'''

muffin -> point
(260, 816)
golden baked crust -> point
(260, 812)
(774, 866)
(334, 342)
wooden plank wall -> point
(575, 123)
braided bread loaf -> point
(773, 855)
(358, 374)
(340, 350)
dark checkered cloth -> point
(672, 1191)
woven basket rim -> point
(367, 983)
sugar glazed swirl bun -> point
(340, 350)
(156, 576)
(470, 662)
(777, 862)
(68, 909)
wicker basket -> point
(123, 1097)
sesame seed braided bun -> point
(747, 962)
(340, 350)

'''
'''

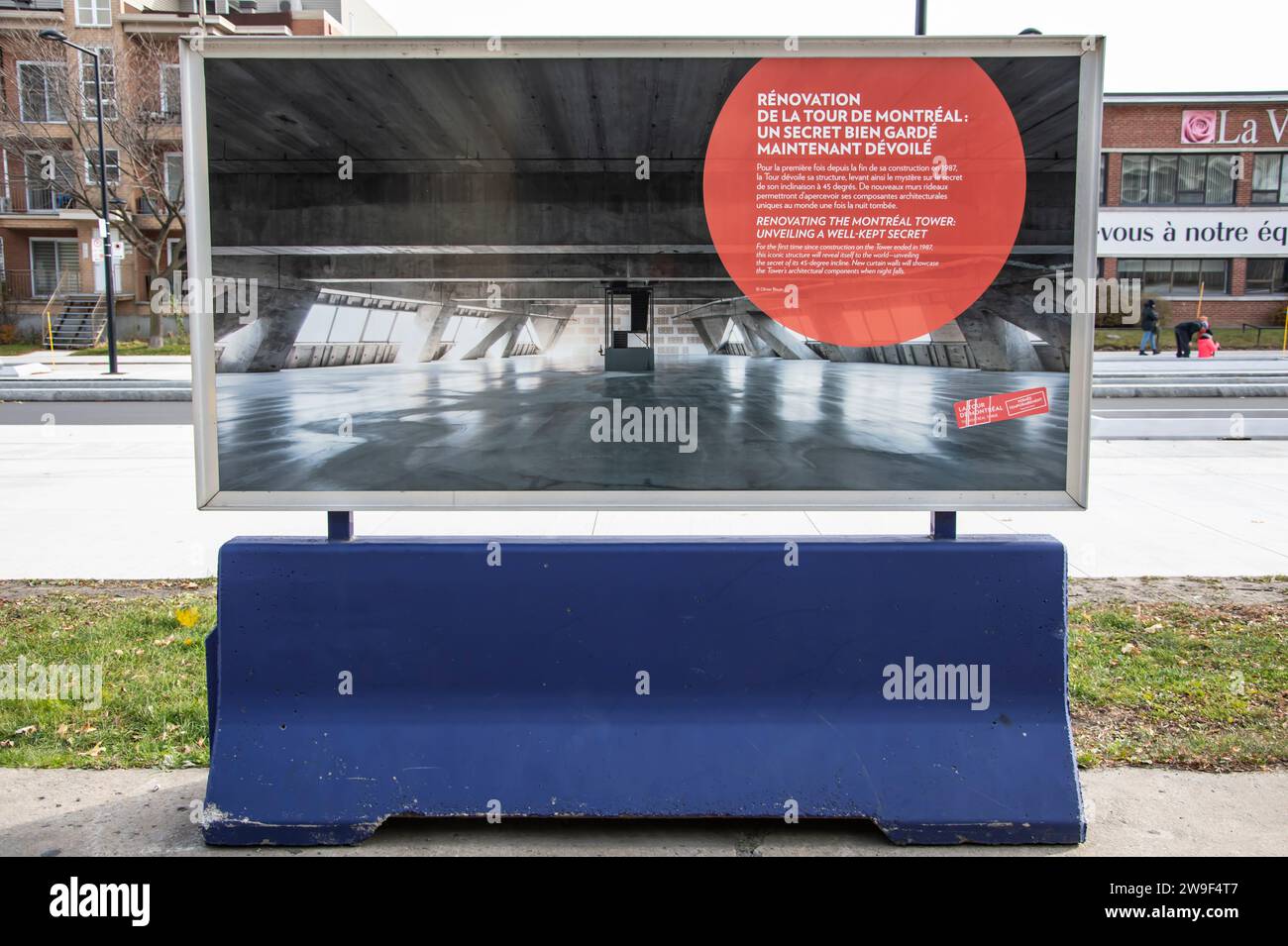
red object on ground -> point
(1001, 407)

'''

Task to complete » Turn the records from the line containing "muffin -> point" to the line containing "(123, 1097)", both included, into a JSON list of strings with one string per line and no blank lines.

Written solution »
[
  "muffin -> point",
  "(260, 816)",
  "golden baked crust -> point",
  "(260, 812)",
  "(774, 866)",
  "(334, 342)",
  "wooden plank wall -> point",
  "(575, 123)",
  "braided bread loaf -> point",
  "(773, 855)",
  "(358, 374)",
  "(340, 350)",
  "dark checkered cloth -> point",
  "(672, 1191)",
  "woven basket rim -> point",
  "(367, 983)",
  "sugar glazed swirl bun -> point",
  "(340, 350)",
  "(156, 576)",
  "(470, 662)",
  "(777, 862)",
  "(68, 909)",
  "wicker basket -> point",
  "(123, 1097)"
]